Extracted information:

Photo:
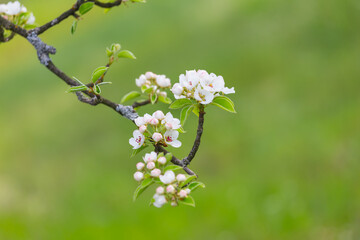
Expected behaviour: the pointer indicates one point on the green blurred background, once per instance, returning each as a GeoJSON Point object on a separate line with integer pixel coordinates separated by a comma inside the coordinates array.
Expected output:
{"type": "Point", "coordinates": [286, 166]}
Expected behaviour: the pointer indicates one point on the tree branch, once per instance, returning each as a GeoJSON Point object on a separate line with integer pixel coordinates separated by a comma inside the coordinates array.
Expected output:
{"type": "Point", "coordinates": [186, 161]}
{"type": "Point", "coordinates": [43, 52]}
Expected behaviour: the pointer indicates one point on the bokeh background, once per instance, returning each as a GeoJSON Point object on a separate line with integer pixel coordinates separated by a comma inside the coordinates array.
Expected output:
{"type": "Point", "coordinates": [286, 166]}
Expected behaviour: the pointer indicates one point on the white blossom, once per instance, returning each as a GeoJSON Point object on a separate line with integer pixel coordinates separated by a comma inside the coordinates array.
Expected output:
{"type": "Point", "coordinates": [163, 81]}
{"type": "Point", "coordinates": [171, 138]}
{"type": "Point", "coordinates": [168, 177]}
{"type": "Point", "coordinates": [155, 173]}
{"type": "Point", "coordinates": [140, 166]}
{"type": "Point", "coordinates": [160, 200]}
{"type": "Point", "coordinates": [181, 177]}
{"type": "Point", "coordinates": [138, 176]}
{"type": "Point", "coordinates": [150, 165]}
{"type": "Point", "coordinates": [182, 194]}
{"type": "Point", "coordinates": [142, 128]}
{"type": "Point", "coordinates": [157, 137]}
{"type": "Point", "coordinates": [160, 190]}
{"type": "Point", "coordinates": [170, 189]}
{"type": "Point", "coordinates": [170, 122]}
{"type": "Point", "coordinates": [150, 157]}
{"type": "Point", "coordinates": [162, 160]}
{"type": "Point", "coordinates": [138, 140]}
{"type": "Point", "coordinates": [159, 115]}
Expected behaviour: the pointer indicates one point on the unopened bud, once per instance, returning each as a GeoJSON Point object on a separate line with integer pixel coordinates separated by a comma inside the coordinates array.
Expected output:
{"type": "Point", "coordinates": [150, 165]}
{"type": "Point", "coordinates": [140, 166]}
{"type": "Point", "coordinates": [138, 176]}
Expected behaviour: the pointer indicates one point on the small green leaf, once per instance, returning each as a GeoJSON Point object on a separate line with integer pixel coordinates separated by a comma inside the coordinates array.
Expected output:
{"type": "Point", "coordinates": [74, 26]}
{"type": "Point", "coordinates": [181, 130]}
{"type": "Point", "coordinates": [129, 96]}
{"type": "Point", "coordinates": [188, 201]}
{"type": "Point", "coordinates": [141, 188]}
{"type": "Point", "coordinates": [104, 83]}
{"type": "Point", "coordinates": [136, 151]}
{"type": "Point", "coordinates": [149, 90]}
{"type": "Point", "coordinates": [194, 185]}
{"type": "Point", "coordinates": [85, 7]}
{"type": "Point", "coordinates": [109, 53]}
{"type": "Point", "coordinates": [196, 110]}
{"type": "Point", "coordinates": [126, 54]}
{"type": "Point", "coordinates": [153, 98]}
{"type": "Point", "coordinates": [97, 89]}
{"type": "Point", "coordinates": [224, 103]}
{"type": "Point", "coordinates": [172, 168]}
{"type": "Point", "coordinates": [179, 103]}
{"type": "Point", "coordinates": [78, 81]}
{"type": "Point", "coordinates": [78, 88]}
{"type": "Point", "coordinates": [188, 179]}
{"type": "Point", "coordinates": [98, 73]}
{"type": "Point", "coordinates": [163, 99]}
{"type": "Point", "coordinates": [185, 113]}
{"type": "Point", "coordinates": [168, 157]}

Problem requirements: Transcribe the whole listing exactly but exclude images.

Solved problem:
Photo:
Expected behaviour: the pointer indicates one point on the green blurred background, once per instance, returning each as a GeoJSON Point object on a separate line with integer pixel coordinates separated by a comma inside the coordinates array.
Expected output:
{"type": "Point", "coordinates": [286, 166]}
Expected behaviour: the pointer indicates one point on the tree branch, once per instance, returning each as a GeoJSON Point object on a separate line with integer pixel coordinates separated by a comma inside the coordinates array.
Expected output:
{"type": "Point", "coordinates": [186, 161]}
{"type": "Point", "coordinates": [43, 52]}
Expected behaviour: the pointer indicates one point on the bokeh background, once per instance, returning each as a GeoJSON Point object on a separate line with integer pixel coordinates separated by a comma inside the coordinates array.
Expected output:
{"type": "Point", "coordinates": [286, 166]}
Expected behaviour: the pointer indicates one point on the white blossom, once per instance, returning each as a GeoJSON Point object on a separate line with integer pixel coordinates separated by a comma inside the coordinates array.
Expected output:
{"type": "Point", "coordinates": [163, 81]}
{"type": "Point", "coordinates": [171, 138]}
{"type": "Point", "coordinates": [168, 177]}
{"type": "Point", "coordinates": [155, 173]}
{"type": "Point", "coordinates": [140, 166]}
{"type": "Point", "coordinates": [160, 200]}
{"type": "Point", "coordinates": [181, 177]}
{"type": "Point", "coordinates": [138, 176]}
{"type": "Point", "coordinates": [150, 165]}
{"type": "Point", "coordinates": [182, 194]}
{"type": "Point", "coordinates": [142, 128]}
{"type": "Point", "coordinates": [157, 137]}
{"type": "Point", "coordinates": [160, 190]}
{"type": "Point", "coordinates": [170, 189]}
{"type": "Point", "coordinates": [170, 122]}
{"type": "Point", "coordinates": [150, 157]}
{"type": "Point", "coordinates": [162, 160]}
{"type": "Point", "coordinates": [138, 140]}
{"type": "Point", "coordinates": [159, 115]}
Expected behaviour: the pointer indicates one point on the unopened bud, once per instance, returning each as a GeoJSON Point object on a separate line with integer pixel coordinates separated by a comma inside the coordinates array.
Expected output:
{"type": "Point", "coordinates": [150, 165]}
{"type": "Point", "coordinates": [140, 166]}
{"type": "Point", "coordinates": [138, 176]}
Expected behaviour: the pointer indicates one point on the small green leaf, once per instance, returning each as a GeoJSON Point object on a separate line with integer pixel coordinates separated by a comma inside the coordinates array.
Expected output:
{"type": "Point", "coordinates": [74, 26]}
{"type": "Point", "coordinates": [181, 130]}
{"type": "Point", "coordinates": [129, 96]}
{"type": "Point", "coordinates": [188, 201]}
{"type": "Point", "coordinates": [141, 188]}
{"type": "Point", "coordinates": [104, 83]}
{"type": "Point", "coordinates": [136, 151]}
{"type": "Point", "coordinates": [149, 90]}
{"type": "Point", "coordinates": [194, 185]}
{"type": "Point", "coordinates": [85, 7]}
{"type": "Point", "coordinates": [109, 53]}
{"type": "Point", "coordinates": [196, 110]}
{"type": "Point", "coordinates": [126, 54]}
{"type": "Point", "coordinates": [153, 98]}
{"type": "Point", "coordinates": [97, 89]}
{"type": "Point", "coordinates": [224, 103]}
{"type": "Point", "coordinates": [172, 168]}
{"type": "Point", "coordinates": [179, 103]}
{"type": "Point", "coordinates": [78, 81]}
{"type": "Point", "coordinates": [78, 88]}
{"type": "Point", "coordinates": [188, 179]}
{"type": "Point", "coordinates": [98, 73]}
{"type": "Point", "coordinates": [163, 99]}
{"type": "Point", "coordinates": [185, 113]}
{"type": "Point", "coordinates": [168, 157]}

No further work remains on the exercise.